# WHAT THE TASK ASKS
Identify every line in the records below that contains the string "feather" with the same capitalization, and copy each such line.

(Items listed in a dataset)
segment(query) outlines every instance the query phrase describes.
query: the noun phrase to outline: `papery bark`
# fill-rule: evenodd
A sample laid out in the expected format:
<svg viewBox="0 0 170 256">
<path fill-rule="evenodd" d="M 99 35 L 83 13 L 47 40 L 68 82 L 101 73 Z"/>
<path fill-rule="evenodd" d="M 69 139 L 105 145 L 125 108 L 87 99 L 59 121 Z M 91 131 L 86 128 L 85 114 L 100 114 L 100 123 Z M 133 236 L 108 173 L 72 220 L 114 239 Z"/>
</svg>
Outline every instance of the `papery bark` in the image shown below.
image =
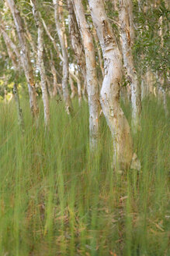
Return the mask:
<svg viewBox="0 0 170 256">
<path fill-rule="evenodd" d="M 131 89 L 132 128 L 134 133 L 141 130 L 141 87 L 134 67 L 132 47 L 134 40 L 131 0 L 120 0 L 120 22 L 122 50 L 127 78 Z"/>
<path fill-rule="evenodd" d="M 39 109 L 36 100 L 36 92 L 35 88 L 35 80 L 33 77 L 33 67 L 30 62 L 29 48 L 25 37 L 25 30 L 23 23 L 20 16 L 19 10 L 16 9 L 13 0 L 6 0 L 6 2 L 12 12 L 14 23 L 16 25 L 16 31 L 19 37 L 20 44 L 20 58 L 25 76 L 28 84 L 29 94 L 29 104 L 33 117 L 37 117 Z"/>
<path fill-rule="evenodd" d="M 65 44 L 65 36 L 62 29 L 62 2 L 60 0 L 53 0 L 53 4 L 54 7 L 54 16 L 56 28 L 60 40 L 61 48 L 62 51 L 63 57 L 63 79 L 62 79 L 62 89 L 63 89 L 63 97 L 65 102 L 66 112 L 68 115 L 71 114 L 73 112 L 72 103 L 68 90 L 68 51 Z"/>
<path fill-rule="evenodd" d="M 85 20 L 82 0 L 72 0 L 85 53 L 87 91 L 89 107 L 90 148 L 94 150 L 99 137 L 99 87 L 92 37 Z"/>
<path fill-rule="evenodd" d="M 100 92 L 102 111 L 113 138 L 115 169 L 130 167 L 133 141 L 130 128 L 120 105 L 122 58 L 102 0 L 88 0 L 104 59 L 105 76 Z"/>
</svg>

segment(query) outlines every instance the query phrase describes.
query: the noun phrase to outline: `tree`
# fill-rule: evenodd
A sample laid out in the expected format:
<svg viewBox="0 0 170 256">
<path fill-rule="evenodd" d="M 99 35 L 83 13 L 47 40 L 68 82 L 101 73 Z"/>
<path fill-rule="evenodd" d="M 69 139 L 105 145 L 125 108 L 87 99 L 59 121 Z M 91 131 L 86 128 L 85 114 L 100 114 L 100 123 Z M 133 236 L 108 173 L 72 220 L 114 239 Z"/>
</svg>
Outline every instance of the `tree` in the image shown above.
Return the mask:
<svg viewBox="0 0 170 256">
<path fill-rule="evenodd" d="M 48 99 L 48 93 L 46 84 L 46 71 L 43 63 L 43 30 L 40 19 L 39 12 L 36 8 L 36 1 L 31 0 L 33 5 L 33 13 L 36 21 L 38 32 L 38 39 L 37 39 L 37 49 L 38 49 L 38 66 L 40 73 L 40 82 L 41 82 L 41 89 L 42 89 L 42 96 L 43 101 L 43 108 L 44 108 L 44 121 L 45 126 L 47 127 L 50 123 L 50 104 Z"/>
<path fill-rule="evenodd" d="M 20 16 L 19 11 L 17 9 L 13 0 L 6 0 L 10 11 L 12 12 L 14 23 L 16 25 L 16 31 L 19 37 L 20 44 L 20 58 L 25 76 L 28 84 L 29 94 L 29 104 L 33 117 L 37 117 L 38 115 L 38 105 L 36 100 L 36 92 L 35 88 L 35 80 L 33 77 L 33 67 L 30 62 L 29 52 L 28 45 L 25 37 L 25 30 L 23 23 Z"/>
<path fill-rule="evenodd" d="M 99 137 L 99 87 L 95 49 L 92 37 L 85 20 L 82 0 L 72 0 L 72 3 L 85 54 L 87 91 L 89 108 L 90 147 L 92 149 L 94 149 L 97 146 Z"/>
<path fill-rule="evenodd" d="M 63 57 L 63 79 L 62 79 L 63 97 L 65 102 L 66 112 L 69 115 L 71 114 L 71 112 L 73 112 L 73 107 L 72 107 L 72 103 L 68 90 L 68 77 L 69 77 L 68 57 L 68 52 L 65 44 L 65 34 L 64 33 L 62 24 L 61 23 L 61 21 L 63 20 L 62 1 L 53 0 L 53 4 L 54 7 L 56 29 L 60 40 L 61 48 L 62 51 L 62 57 Z"/>
<path fill-rule="evenodd" d="M 141 128 L 141 100 L 140 84 L 132 54 L 134 30 L 131 0 L 120 0 L 120 9 L 123 61 L 127 71 L 127 78 L 130 84 L 131 89 L 132 128 L 137 133 Z"/>
<path fill-rule="evenodd" d="M 104 59 L 105 76 L 100 92 L 103 113 L 113 138 L 115 169 L 130 168 L 133 157 L 130 128 L 120 105 L 122 58 L 116 40 L 105 12 L 102 0 L 88 0 Z"/>
</svg>

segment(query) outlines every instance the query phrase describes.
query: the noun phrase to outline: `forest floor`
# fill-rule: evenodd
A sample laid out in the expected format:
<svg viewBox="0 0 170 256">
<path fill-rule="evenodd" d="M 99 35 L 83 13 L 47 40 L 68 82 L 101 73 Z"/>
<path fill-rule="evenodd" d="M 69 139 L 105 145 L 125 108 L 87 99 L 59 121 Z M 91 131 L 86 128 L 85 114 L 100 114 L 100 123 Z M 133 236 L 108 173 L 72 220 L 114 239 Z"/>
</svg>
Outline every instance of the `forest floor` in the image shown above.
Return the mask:
<svg viewBox="0 0 170 256">
<path fill-rule="evenodd" d="M 50 104 L 50 129 L 32 125 L 22 100 L 25 133 L 15 102 L 0 104 L 1 256 L 169 255 L 170 116 L 156 99 L 143 102 L 134 136 L 141 170 L 112 169 L 112 138 L 104 117 L 92 155 L 87 103 Z M 40 104 L 41 105 L 41 103 Z M 123 106 L 130 122 L 130 108 Z M 170 109 L 170 101 L 168 101 Z"/>
</svg>

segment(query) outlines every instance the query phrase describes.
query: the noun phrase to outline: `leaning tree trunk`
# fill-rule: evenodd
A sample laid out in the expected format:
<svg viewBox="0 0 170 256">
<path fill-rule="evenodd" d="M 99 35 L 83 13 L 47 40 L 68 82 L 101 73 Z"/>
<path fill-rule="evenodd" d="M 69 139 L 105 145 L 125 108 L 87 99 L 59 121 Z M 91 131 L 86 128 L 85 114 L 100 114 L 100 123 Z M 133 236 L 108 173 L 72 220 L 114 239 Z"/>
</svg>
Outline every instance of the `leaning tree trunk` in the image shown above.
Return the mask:
<svg viewBox="0 0 170 256">
<path fill-rule="evenodd" d="M 95 55 L 82 0 L 72 0 L 77 22 L 84 45 L 86 62 L 87 91 L 89 106 L 90 146 L 94 149 L 99 136 L 99 88 Z"/>
<path fill-rule="evenodd" d="M 53 3 L 54 7 L 56 28 L 60 40 L 63 56 L 63 97 L 65 102 L 66 112 L 69 115 L 71 114 L 71 112 L 73 112 L 73 108 L 68 90 L 69 72 L 68 52 L 65 45 L 64 33 L 62 30 L 62 26 L 61 23 L 61 20 L 62 20 L 62 2 L 61 0 L 53 0 Z"/>
<path fill-rule="evenodd" d="M 47 89 L 46 84 L 46 72 L 43 63 L 43 27 L 41 22 L 40 20 L 39 12 L 36 9 L 36 0 L 32 0 L 33 5 L 33 13 L 34 16 L 34 19 L 36 21 L 36 27 L 38 28 L 38 66 L 40 73 L 40 84 L 41 84 L 41 90 L 42 90 L 42 96 L 43 101 L 43 108 L 44 108 L 44 121 L 46 127 L 48 127 L 50 123 L 50 104 L 48 99 L 48 92 Z"/>
<path fill-rule="evenodd" d="M 20 101 L 19 101 L 19 91 L 17 88 L 17 85 L 15 84 L 13 86 L 13 94 L 14 98 L 16 104 L 16 110 L 17 110 L 17 115 L 18 115 L 18 123 L 21 128 L 21 131 L 23 133 L 24 133 L 24 121 L 23 121 L 23 110 L 20 107 Z"/>
<path fill-rule="evenodd" d="M 20 16 L 20 13 L 19 10 L 16 9 L 14 1 L 6 0 L 6 2 L 9 5 L 12 15 L 13 16 L 13 20 L 15 22 L 15 25 L 19 37 L 19 41 L 21 48 L 20 58 L 25 72 L 26 81 L 28 84 L 29 94 L 29 104 L 30 104 L 31 111 L 33 117 L 37 117 L 39 110 L 38 110 L 38 105 L 36 101 L 35 81 L 33 77 L 33 67 L 29 59 L 29 48 L 26 41 L 25 30 L 24 30 L 23 21 Z"/>
<path fill-rule="evenodd" d="M 122 49 L 127 78 L 130 84 L 132 102 L 132 128 L 134 133 L 141 129 L 141 88 L 134 68 L 132 46 L 134 30 L 131 0 L 120 0 L 120 21 L 121 24 Z"/>
<path fill-rule="evenodd" d="M 71 37 L 71 42 L 72 48 L 74 50 L 77 63 L 79 66 L 79 69 L 82 73 L 84 80 L 84 91 L 87 87 L 87 80 L 86 80 L 86 70 L 85 70 L 85 56 L 83 51 L 83 45 L 81 41 L 80 31 L 78 27 L 78 23 L 74 12 L 73 4 L 71 0 L 68 0 L 68 27 L 69 34 Z M 80 80 L 78 81 L 78 101 L 81 101 L 82 99 L 82 88 Z"/>
<path fill-rule="evenodd" d="M 100 93 L 102 111 L 113 138 L 116 169 L 130 168 L 133 157 L 130 128 L 120 105 L 122 59 L 102 0 L 88 0 L 104 59 L 105 77 Z"/>
</svg>

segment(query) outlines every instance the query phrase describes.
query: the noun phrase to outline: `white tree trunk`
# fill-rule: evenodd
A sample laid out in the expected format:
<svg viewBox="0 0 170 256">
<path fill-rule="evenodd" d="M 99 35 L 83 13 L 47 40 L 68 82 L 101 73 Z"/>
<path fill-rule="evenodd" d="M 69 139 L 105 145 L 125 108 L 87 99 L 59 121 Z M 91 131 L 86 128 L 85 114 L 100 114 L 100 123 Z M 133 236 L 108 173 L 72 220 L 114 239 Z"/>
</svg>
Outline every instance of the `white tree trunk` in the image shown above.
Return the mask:
<svg viewBox="0 0 170 256">
<path fill-rule="evenodd" d="M 99 87 L 95 49 L 92 37 L 85 20 L 82 0 L 72 0 L 75 12 L 84 45 L 86 62 L 87 91 L 89 107 L 90 147 L 97 146 L 99 137 Z"/>
<path fill-rule="evenodd" d="M 16 104 L 19 125 L 21 128 L 22 133 L 24 133 L 23 115 L 22 108 L 20 107 L 19 91 L 18 91 L 17 85 L 16 84 L 13 86 L 13 94 L 14 94 L 14 98 L 15 98 L 15 101 L 16 101 Z"/>
<path fill-rule="evenodd" d="M 72 5 L 71 0 L 68 0 L 68 27 L 69 33 L 71 37 L 71 42 L 72 48 L 75 54 L 77 59 L 77 63 L 79 66 L 79 69 L 83 76 L 84 88 L 87 87 L 87 80 L 86 80 L 86 69 L 85 69 L 85 56 L 83 51 L 83 45 L 81 41 L 80 31 L 78 27 L 76 17 L 75 15 L 75 11 Z M 82 84 L 81 80 L 79 79 L 79 75 L 77 76 L 77 84 L 78 84 L 78 101 L 81 104 L 82 101 Z"/>
<path fill-rule="evenodd" d="M 61 23 L 61 21 L 62 21 L 62 2 L 61 0 L 53 0 L 53 4 L 54 7 L 56 28 L 60 40 L 61 48 L 62 51 L 62 56 L 63 56 L 63 80 L 62 80 L 63 97 L 65 102 L 66 112 L 69 115 L 71 114 L 73 111 L 73 108 L 72 108 L 72 103 L 68 90 L 69 73 L 68 73 L 68 52 L 65 45 L 64 33 L 62 30 L 62 26 Z"/>
<path fill-rule="evenodd" d="M 141 129 L 141 100 L 140 84 L 132 55 L 134 30 L 131 0 L 120 0 L 120 7 L 123 61 L 127 70 L 127 78 L 131 88 L 132 128 L 136 133 Z"/>
<path fill-rule="evenodd" d="M 7 4 L 10 9 L 12 12 L 14 23 L 16 27 L 16 31 L 19 37 L 19 41 L 20 44 L 20 58 L 22 61 L 22 64 L 23 66 L 23 69 L 25 72 L 25 76 L 26 78 L 26 81 L 28 84 L 29 94 L 29 104 L 31 111 L 33 117 L 36 117 L 38 115 L 38 105 L 36 101 L 36 92 L 35 88 L 35 81 L 33 77 L 33 67 L 31 65 L 29 49 L 27 46 L 27 43 L 26 41 L 24 27 L 23 25 L 23 21 L 21 20 L 21 16 L 19 10 L 16 9 L 16 5 L 13 0 L 6 0 Z"/>
<path fill-rule="evenodd" d="M 48 93 L 46 84 L 46 72 L 43 63 L 43 27 L 41 25 L 41 22 L 40 20 L 39 12 L 36 9 L 36 0 L 32 0 L 32 6 L 33 6 L 33 13 L 34 16 L 34 19 L 36 21 L 36 27 L 38 28 L 38 42 L 37 42 L 37 48 L 38 48 L 38 66 L 39 70 L 40 73 L 40 84 L 42 90 L 42 97 L 43 101 L 43 109 L 44 109 L 44 122 L 45 126 L 47 127 L 50 123 L 50 104 L 48 99 Z"/>
<path fill-rule="evenodd" d="M 104 59 L 105 77 L 100 93 L 102 111 L 113 138 L 116 169 L 130 168 L 133 156 L 130 128 L 120 105 L 122 58 L 102 0 L 88 0 Z"/>
</svg>

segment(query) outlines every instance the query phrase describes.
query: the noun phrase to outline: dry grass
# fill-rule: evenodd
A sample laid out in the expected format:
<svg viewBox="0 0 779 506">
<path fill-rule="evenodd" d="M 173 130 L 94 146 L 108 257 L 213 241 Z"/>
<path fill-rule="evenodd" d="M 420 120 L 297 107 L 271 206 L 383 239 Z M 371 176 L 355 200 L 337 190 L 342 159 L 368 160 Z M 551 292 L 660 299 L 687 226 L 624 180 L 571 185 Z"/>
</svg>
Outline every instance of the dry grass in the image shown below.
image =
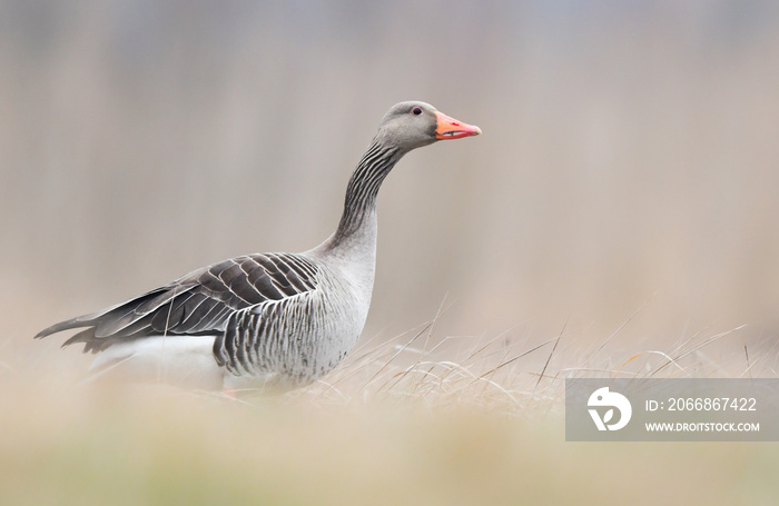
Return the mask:
<svg viewBox="0 0 779 506">
<path fill-rule="evenodd" d="M 63 373 L 72 350 L 37 361 L 59 378 L 7 365 L 0 503 L 770 504 L 776 444 L 564 441 L 565 377 L 776 376 L 776 353 L 729 346 L 739 329 L 665 350 L 620 349 L 627 331 L 588 353 L 566 330 L 436 341 L 430 323 L 308 388 L 238 401 L 85 381 Z"/>
</svg>

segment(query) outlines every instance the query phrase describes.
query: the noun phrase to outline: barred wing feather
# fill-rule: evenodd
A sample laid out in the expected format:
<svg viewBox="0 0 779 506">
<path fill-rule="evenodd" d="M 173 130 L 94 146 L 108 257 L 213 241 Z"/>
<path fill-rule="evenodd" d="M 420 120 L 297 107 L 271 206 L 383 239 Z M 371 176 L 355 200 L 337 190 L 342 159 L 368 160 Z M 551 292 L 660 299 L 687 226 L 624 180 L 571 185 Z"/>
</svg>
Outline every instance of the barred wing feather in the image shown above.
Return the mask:
<svg viewBox="0 0 779 506">
<path fill-rule="evenodd" d="M 36 336 L 85 328 L 62 346 L 83 351 L 159 335 L 220 335 L 231 315 L 267 300 L 312 290 L 317 267 L 293 254 L 249 255 L 195 270 L 176 281 L 102 311 L 53 325 Z"/>
</svg>

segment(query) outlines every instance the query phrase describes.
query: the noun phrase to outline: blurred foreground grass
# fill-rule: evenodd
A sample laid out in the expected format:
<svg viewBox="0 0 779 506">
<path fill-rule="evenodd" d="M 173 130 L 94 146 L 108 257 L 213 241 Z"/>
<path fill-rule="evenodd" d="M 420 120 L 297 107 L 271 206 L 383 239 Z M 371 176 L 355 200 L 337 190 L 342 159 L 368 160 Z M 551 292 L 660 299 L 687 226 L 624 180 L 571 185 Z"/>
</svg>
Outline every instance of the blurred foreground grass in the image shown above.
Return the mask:
<svg viewBox="0 0 779 506">
<path fill-rule="evenodd" d="M 645 353 L 613 343 L 581 351 L 565 333 L 536 345 L 428 347 L 427 331 L 364 344 L 325 381 L 278 398 L 82 381 L 82 371 L 62 367 L 78 363 L 73 350 L 47 357 L 50 368 L 7 365 L 0 504 L 773 504 L 779 496 L 773 443 L 564 441 L 565 376 L 772 374 L 760 357 L 746 366 L 728 350 L 738 329 Z"/>
</svg>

# FINAL ANSWER
query: the noun phrase to outline: barred wing feather
Outline every instance of the barred wing feather in the image shown above.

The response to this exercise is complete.